» **Passage to read**
◇ ◇ ◇
The official said that the F.B.I. had visited the homes of diplomats in Cuba and had not been able to detect anything. The F.B.I. has also reviewed security footage of the homes and found nothing suspicious. The F.B.I. has been unable to duplicate the effects the diplomats have experienced in a lab.
Heather Nauert, the State Department’s spokeswoman, said that Mr. Tillerson and Mr. Rodríguez Parrilla had had a “conversation that was firm and frank and reflected the United States’ profound concern for the safety and security of its diplomatic personnel.”
That the Cubans offered to let the F.B.I. go to Havana and investigate represented a rare level of openness and was seen as yet another indicator that the Cubans themselves have been shaken by the incident.
American officials have speculated that the problems may have resulted from some sort of sonic attack or perhaps a surveillance operation gone wrong. The attack may have been the work of a country like Russia or rogue government unit. The fact that a Canadian diplomat was also affected has deepened the mystery. Relations between Canada and Cuba have long been warm.
◇ ◇ ◇
» **Task description**
List every country named in the passage about diplomats in Cuba, in the order each first appears. Rely only on the passage about diplomats in Cuba and bring in no outside information.
◇ ◇ ◇
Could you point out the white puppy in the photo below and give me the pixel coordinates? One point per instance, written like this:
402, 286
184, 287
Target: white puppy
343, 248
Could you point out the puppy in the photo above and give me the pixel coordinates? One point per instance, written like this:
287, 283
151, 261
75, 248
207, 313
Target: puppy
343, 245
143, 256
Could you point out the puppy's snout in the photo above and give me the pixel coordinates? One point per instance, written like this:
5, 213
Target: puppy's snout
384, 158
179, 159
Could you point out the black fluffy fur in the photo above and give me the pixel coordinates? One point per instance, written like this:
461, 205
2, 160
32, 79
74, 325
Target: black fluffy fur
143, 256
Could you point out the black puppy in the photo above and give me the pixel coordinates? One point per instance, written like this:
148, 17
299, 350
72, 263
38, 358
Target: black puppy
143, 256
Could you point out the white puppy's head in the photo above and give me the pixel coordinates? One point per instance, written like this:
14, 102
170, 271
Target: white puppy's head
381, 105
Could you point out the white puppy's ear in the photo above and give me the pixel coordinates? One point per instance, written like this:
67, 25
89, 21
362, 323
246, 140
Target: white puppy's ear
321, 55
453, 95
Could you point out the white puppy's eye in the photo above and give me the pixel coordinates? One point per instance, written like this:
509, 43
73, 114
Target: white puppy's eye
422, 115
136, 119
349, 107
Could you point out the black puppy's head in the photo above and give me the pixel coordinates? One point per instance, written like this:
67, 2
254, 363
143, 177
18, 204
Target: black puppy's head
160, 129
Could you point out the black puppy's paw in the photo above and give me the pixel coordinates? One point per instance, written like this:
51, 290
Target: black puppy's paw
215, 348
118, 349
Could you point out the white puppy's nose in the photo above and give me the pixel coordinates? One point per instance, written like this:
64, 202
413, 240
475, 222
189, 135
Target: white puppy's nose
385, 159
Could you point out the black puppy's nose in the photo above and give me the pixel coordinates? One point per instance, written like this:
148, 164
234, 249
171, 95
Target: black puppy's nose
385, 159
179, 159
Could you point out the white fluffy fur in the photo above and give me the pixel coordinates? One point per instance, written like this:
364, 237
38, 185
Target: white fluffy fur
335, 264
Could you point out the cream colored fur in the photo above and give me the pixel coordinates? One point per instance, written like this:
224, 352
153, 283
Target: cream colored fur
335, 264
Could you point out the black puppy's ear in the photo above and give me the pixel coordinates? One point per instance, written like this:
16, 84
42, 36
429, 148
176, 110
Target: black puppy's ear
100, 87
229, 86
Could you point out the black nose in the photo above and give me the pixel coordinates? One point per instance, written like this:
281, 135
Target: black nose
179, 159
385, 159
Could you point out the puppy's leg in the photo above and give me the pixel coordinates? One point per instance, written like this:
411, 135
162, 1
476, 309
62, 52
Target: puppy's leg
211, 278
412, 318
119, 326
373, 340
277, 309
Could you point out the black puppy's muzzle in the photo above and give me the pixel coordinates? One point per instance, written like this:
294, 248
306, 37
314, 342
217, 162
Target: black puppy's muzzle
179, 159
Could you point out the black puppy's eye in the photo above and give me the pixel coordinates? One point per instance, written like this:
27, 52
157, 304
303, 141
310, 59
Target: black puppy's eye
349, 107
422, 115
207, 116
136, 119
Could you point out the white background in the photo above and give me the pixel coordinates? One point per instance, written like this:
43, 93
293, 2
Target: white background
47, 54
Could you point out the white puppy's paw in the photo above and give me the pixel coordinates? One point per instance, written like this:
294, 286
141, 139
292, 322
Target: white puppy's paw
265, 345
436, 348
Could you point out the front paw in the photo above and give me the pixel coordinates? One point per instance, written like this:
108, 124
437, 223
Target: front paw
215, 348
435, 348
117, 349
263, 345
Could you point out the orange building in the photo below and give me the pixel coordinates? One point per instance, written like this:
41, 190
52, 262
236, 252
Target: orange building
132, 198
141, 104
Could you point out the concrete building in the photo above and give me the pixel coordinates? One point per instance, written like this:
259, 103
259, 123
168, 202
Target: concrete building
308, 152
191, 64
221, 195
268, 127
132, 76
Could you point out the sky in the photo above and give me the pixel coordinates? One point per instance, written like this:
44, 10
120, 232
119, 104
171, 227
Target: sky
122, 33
◇ ◇ ◇
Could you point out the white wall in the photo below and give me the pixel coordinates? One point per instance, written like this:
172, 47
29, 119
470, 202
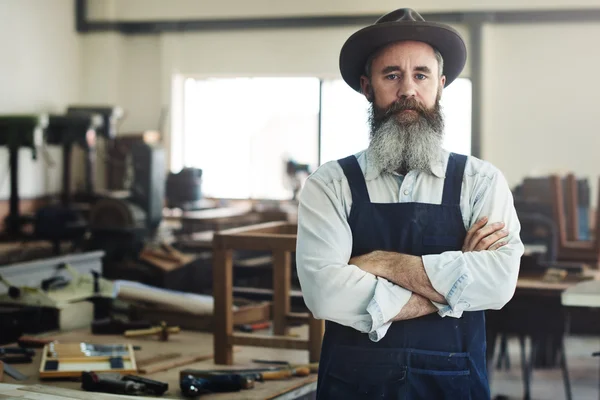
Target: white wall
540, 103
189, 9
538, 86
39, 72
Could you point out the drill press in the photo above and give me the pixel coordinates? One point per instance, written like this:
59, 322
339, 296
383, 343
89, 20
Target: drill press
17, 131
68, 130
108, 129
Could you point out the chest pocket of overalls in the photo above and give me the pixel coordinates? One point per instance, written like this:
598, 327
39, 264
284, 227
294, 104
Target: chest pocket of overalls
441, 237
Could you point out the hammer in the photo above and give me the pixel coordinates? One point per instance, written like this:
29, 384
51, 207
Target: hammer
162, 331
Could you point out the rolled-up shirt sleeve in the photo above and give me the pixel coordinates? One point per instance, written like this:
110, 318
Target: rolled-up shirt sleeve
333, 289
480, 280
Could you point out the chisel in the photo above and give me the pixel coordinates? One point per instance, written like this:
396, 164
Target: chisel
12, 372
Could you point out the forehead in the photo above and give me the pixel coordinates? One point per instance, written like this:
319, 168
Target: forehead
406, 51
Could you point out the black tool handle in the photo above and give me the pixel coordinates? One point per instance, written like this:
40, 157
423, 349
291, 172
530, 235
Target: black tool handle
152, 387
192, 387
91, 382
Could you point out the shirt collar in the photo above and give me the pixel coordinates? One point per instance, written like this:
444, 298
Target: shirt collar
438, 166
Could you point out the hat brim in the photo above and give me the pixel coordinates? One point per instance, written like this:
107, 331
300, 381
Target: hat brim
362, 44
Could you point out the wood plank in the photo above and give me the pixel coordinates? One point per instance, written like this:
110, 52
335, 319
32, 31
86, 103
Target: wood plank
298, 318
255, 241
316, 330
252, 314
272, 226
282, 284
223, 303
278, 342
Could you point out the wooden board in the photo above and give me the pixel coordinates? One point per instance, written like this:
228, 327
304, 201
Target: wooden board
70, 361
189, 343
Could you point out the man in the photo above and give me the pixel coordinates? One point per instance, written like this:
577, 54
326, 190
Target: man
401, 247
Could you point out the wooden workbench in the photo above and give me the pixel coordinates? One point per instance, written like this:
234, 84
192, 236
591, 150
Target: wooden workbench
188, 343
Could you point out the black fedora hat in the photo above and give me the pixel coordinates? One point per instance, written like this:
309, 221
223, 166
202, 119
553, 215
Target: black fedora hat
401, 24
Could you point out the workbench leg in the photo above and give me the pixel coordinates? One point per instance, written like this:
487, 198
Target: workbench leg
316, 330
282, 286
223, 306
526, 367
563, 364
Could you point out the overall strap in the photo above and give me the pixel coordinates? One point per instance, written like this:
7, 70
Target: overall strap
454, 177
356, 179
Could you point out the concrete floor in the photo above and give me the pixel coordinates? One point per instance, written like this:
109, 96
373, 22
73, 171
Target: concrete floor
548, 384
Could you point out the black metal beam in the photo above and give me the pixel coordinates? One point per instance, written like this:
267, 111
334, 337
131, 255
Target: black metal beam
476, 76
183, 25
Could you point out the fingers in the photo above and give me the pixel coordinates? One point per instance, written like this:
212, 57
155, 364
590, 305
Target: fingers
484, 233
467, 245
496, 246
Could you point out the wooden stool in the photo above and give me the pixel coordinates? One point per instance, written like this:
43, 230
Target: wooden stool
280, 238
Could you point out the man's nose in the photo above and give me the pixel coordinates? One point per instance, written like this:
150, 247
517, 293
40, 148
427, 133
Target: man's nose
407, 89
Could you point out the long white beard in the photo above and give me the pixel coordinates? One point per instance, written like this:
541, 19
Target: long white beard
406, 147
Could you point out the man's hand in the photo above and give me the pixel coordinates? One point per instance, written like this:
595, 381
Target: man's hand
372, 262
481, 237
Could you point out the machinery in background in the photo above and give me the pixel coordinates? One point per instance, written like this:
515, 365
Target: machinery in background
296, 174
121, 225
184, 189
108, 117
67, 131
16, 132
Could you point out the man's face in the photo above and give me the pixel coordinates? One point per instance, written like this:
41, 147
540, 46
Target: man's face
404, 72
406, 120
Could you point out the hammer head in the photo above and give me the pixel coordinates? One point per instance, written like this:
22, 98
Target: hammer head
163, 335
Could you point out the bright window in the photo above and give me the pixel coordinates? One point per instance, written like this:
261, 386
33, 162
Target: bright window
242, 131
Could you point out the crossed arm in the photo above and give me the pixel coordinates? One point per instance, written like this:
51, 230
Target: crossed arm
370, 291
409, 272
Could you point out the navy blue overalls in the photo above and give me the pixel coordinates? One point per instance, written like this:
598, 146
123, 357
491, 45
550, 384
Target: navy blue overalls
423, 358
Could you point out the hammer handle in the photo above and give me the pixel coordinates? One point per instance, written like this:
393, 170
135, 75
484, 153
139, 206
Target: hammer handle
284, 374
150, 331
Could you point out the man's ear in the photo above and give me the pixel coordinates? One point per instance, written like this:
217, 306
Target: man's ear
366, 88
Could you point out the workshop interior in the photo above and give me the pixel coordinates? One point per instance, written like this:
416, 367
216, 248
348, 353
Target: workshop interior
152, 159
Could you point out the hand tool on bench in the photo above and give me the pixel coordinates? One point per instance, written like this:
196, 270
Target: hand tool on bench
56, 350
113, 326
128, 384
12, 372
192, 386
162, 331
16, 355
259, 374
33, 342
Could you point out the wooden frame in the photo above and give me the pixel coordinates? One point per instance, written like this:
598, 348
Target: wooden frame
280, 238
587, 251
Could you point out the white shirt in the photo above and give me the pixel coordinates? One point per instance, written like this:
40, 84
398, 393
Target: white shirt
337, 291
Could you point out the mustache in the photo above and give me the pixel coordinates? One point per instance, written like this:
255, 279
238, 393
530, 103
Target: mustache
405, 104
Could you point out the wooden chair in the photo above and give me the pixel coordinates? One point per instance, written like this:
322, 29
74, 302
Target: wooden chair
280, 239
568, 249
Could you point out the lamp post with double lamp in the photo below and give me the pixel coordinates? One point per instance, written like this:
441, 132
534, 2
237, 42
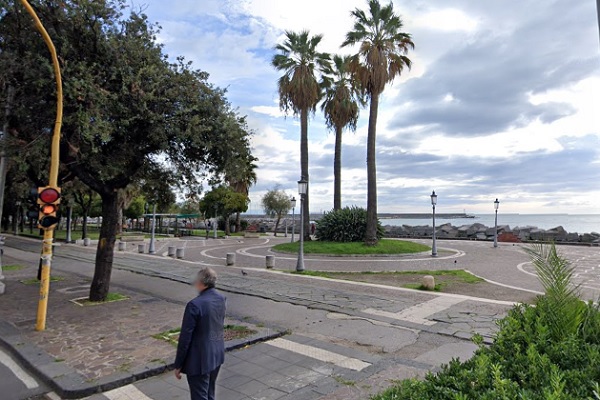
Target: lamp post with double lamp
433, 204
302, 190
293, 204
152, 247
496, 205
◇ ◇ ◇
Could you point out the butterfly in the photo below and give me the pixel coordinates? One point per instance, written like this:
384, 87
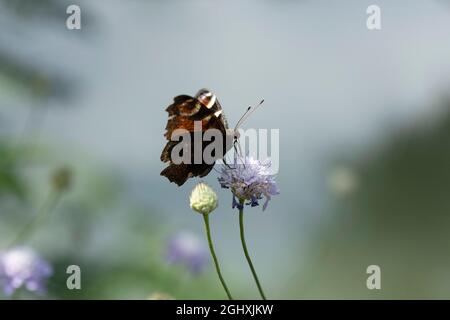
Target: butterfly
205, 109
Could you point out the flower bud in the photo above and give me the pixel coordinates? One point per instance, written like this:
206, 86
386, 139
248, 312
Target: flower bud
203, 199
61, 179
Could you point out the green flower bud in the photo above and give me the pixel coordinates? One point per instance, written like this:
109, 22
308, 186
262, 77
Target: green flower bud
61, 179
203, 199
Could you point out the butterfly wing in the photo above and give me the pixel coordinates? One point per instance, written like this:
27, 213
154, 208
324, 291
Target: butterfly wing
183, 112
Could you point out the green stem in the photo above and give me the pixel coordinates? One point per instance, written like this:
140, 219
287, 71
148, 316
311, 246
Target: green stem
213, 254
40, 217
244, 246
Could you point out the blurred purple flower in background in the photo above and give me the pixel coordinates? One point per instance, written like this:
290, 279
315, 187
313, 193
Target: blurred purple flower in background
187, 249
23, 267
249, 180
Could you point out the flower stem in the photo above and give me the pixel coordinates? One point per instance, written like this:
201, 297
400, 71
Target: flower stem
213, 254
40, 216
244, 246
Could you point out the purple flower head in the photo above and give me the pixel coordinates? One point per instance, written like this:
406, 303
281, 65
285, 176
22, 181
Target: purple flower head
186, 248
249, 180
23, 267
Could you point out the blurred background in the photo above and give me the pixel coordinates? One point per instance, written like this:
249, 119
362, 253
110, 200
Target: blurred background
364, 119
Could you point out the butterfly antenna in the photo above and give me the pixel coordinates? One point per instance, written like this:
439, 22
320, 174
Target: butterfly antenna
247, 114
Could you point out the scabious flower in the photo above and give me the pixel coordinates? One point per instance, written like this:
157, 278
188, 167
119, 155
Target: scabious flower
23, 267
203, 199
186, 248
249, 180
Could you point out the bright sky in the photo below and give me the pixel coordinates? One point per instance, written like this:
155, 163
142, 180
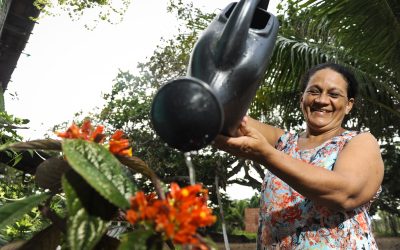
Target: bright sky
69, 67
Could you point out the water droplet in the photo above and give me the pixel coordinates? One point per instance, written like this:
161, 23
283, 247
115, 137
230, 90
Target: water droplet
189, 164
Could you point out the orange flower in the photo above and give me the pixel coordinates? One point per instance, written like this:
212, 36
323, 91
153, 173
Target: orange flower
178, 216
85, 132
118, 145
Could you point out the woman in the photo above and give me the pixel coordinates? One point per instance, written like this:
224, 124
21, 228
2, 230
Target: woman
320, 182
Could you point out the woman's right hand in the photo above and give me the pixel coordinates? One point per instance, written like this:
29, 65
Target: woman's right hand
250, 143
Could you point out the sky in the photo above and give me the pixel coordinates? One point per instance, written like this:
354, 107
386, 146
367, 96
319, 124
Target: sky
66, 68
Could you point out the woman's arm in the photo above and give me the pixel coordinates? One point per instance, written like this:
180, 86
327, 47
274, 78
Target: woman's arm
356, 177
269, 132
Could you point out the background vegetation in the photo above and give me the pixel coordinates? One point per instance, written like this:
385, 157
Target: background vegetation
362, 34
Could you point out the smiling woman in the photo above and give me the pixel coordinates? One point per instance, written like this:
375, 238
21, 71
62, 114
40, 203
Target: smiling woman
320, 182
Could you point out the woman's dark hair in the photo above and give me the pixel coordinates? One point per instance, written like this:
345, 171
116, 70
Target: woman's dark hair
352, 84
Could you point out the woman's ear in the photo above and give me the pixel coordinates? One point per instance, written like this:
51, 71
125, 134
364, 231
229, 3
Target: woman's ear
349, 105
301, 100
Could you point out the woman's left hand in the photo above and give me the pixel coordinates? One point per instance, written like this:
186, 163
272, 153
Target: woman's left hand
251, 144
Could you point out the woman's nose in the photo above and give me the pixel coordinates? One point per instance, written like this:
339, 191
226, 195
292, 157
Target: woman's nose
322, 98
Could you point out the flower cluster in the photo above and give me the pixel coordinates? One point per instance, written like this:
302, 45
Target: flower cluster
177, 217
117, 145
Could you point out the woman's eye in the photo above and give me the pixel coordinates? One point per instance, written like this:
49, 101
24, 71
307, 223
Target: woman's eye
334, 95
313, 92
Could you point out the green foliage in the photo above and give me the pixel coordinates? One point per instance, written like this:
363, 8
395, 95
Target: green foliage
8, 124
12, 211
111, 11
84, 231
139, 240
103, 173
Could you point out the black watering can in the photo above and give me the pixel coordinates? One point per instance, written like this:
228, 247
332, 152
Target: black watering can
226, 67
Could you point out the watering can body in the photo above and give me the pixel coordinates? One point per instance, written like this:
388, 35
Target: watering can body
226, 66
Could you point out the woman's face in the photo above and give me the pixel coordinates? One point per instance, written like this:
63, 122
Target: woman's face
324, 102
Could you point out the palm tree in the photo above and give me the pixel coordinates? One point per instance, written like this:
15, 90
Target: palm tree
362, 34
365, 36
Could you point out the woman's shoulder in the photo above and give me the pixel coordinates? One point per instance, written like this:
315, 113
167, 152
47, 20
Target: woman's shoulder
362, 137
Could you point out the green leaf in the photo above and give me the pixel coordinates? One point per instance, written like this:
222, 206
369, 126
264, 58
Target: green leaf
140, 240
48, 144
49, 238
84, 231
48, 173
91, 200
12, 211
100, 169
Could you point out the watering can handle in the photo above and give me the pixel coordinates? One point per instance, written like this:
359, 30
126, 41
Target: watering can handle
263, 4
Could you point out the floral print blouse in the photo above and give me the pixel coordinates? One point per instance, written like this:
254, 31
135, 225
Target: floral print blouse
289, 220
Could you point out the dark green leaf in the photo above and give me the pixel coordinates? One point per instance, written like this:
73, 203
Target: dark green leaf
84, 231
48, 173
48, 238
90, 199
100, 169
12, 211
◇ ◇ ◇
» **Solution for this exercise**
Cuba, the United States, Russia, Canada